__WORK TO DO__:
[a] In the reflection on God below, restate the paragraph beginning "It’s about making the great God" in a single shorter sentence that keeps its main points.
[b] Reproduce the reflection on God below word for word, from "We have individual" up to and including "are and do.".

__EXTRACTED TEXT__:
This whole ‘mine’ and ‘ours’ pronoun business makes little if any sense, when you theologically get right down to it.

We do with everything—our possessions, our accomplishments, our relationships, and so on and so forth—what God would have us do with them.

We see everything as God would see them.

It’s not about making us great, again or otherwise.

It’s about making the great God all the more manifest in the world by who we are and what we do and say during our days, and about reconsidering, therefore, what it is to be great.

Of course, we still get to put our unique mark on matters.

We have individual flair, and gifts, and interests, and capacities.

In fact, we are all the more invited to delve deeper into who we are and who we understand God to be—key, if we want to represent God by sharing God in all that we are and do.

As for me and my house, we tend to think God loves a good Manhattan—for those who can drink it.

For those who can’t, God loves a mean spritzer with a twist or a homemade chocolate milk.

God loves homegrown carrots and trails woven through the woods.

God loves a good puzzle and fine art and Bach and Amos Lee and let’s be clear: God blesses Aretha and all who hear her.

God loves a simple bouquet picked from the yard, even if it’s adorned with blooms that some malign as a weed.

God loves Broadway.

Items from a dataset
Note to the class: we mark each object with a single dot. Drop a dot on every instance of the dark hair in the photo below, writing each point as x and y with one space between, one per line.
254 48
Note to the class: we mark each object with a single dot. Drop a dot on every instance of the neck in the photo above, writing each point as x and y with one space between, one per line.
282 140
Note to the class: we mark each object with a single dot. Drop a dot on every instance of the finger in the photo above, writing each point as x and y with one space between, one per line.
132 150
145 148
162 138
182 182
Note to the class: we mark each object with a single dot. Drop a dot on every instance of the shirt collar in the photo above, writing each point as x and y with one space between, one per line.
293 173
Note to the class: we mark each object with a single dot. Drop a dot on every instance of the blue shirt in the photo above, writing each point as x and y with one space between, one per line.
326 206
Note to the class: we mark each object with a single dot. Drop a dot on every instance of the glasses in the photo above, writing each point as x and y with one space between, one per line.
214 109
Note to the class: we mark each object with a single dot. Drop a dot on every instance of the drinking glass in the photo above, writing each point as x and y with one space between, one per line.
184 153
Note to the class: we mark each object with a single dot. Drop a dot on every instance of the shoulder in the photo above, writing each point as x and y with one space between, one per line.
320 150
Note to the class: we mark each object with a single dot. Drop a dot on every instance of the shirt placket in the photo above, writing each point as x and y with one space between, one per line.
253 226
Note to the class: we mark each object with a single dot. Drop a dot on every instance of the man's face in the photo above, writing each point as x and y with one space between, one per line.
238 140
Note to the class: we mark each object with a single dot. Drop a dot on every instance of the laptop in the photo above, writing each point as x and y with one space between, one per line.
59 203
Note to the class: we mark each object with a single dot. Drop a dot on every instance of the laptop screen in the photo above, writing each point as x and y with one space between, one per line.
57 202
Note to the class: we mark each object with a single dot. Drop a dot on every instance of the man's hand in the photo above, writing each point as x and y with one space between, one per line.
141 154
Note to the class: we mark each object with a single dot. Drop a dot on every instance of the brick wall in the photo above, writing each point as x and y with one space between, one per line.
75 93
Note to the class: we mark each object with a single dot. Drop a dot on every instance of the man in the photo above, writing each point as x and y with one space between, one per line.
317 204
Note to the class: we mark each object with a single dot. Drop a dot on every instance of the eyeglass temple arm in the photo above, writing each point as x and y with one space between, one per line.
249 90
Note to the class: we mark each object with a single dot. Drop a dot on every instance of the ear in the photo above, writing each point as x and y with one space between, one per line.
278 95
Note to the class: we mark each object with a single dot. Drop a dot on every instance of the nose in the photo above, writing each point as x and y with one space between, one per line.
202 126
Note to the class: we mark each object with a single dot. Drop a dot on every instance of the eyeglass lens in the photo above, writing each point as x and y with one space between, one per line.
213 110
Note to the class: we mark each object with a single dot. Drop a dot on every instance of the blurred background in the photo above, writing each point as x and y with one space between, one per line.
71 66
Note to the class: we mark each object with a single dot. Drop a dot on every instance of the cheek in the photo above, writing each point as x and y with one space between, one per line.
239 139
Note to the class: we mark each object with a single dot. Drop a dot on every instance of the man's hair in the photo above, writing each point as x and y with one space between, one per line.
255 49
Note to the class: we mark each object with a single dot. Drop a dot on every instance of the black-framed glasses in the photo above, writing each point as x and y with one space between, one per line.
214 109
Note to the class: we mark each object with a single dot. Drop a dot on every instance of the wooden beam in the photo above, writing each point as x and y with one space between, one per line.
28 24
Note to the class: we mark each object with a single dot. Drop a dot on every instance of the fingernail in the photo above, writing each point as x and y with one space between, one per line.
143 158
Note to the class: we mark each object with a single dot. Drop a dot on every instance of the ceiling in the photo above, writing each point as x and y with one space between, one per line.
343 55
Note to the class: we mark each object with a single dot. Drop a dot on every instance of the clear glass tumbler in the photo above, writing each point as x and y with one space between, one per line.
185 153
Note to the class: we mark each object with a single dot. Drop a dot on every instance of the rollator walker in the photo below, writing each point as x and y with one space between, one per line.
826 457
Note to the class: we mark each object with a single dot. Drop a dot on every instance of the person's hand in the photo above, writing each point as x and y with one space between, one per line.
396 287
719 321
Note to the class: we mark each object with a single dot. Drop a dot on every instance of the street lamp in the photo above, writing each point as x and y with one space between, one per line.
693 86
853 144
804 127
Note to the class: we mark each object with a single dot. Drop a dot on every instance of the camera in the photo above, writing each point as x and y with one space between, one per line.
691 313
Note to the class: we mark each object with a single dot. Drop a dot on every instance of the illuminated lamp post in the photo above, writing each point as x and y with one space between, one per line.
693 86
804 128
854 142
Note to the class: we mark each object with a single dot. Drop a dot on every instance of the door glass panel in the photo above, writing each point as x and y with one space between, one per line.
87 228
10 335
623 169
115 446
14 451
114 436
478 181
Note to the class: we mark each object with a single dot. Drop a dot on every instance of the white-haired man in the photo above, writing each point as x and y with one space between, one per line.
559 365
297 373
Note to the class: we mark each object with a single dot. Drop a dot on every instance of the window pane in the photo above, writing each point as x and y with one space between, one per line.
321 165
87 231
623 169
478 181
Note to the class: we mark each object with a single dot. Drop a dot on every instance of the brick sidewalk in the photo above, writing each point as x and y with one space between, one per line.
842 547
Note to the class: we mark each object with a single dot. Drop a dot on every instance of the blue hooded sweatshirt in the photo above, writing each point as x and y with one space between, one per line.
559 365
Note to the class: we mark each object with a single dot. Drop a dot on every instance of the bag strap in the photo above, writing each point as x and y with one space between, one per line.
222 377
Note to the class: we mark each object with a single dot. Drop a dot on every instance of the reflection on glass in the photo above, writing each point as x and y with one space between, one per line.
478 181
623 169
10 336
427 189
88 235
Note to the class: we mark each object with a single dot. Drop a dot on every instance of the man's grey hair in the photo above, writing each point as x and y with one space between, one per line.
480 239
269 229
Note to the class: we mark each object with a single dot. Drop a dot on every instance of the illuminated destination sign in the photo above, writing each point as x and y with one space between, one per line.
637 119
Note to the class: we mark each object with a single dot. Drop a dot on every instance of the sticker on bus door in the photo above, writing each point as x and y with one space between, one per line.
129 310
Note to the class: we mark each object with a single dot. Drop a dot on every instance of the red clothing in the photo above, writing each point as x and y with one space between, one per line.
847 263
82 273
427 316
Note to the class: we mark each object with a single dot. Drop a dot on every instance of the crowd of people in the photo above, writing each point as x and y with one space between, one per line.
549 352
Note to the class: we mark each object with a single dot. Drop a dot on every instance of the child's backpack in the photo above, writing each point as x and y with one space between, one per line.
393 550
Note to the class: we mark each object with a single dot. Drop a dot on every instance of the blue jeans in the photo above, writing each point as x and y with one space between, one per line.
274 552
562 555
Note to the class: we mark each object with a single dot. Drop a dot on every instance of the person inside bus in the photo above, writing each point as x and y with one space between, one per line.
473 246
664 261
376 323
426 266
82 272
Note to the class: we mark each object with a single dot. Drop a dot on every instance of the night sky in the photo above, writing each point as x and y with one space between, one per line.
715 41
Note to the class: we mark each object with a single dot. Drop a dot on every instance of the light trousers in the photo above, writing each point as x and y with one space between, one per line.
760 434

__TASK RESULTS__:
[a] The aim is to make God more visible in the world through who we are and what we do and say each day, and so to rethink what greatness means.

[b]
We have individual flair, and gifts, and interests, and capacities.

In fact, we are all the more invited to delve deeper into who we are and who we understand God to be—key, if we want to represent God by sharing God in all that we are and do.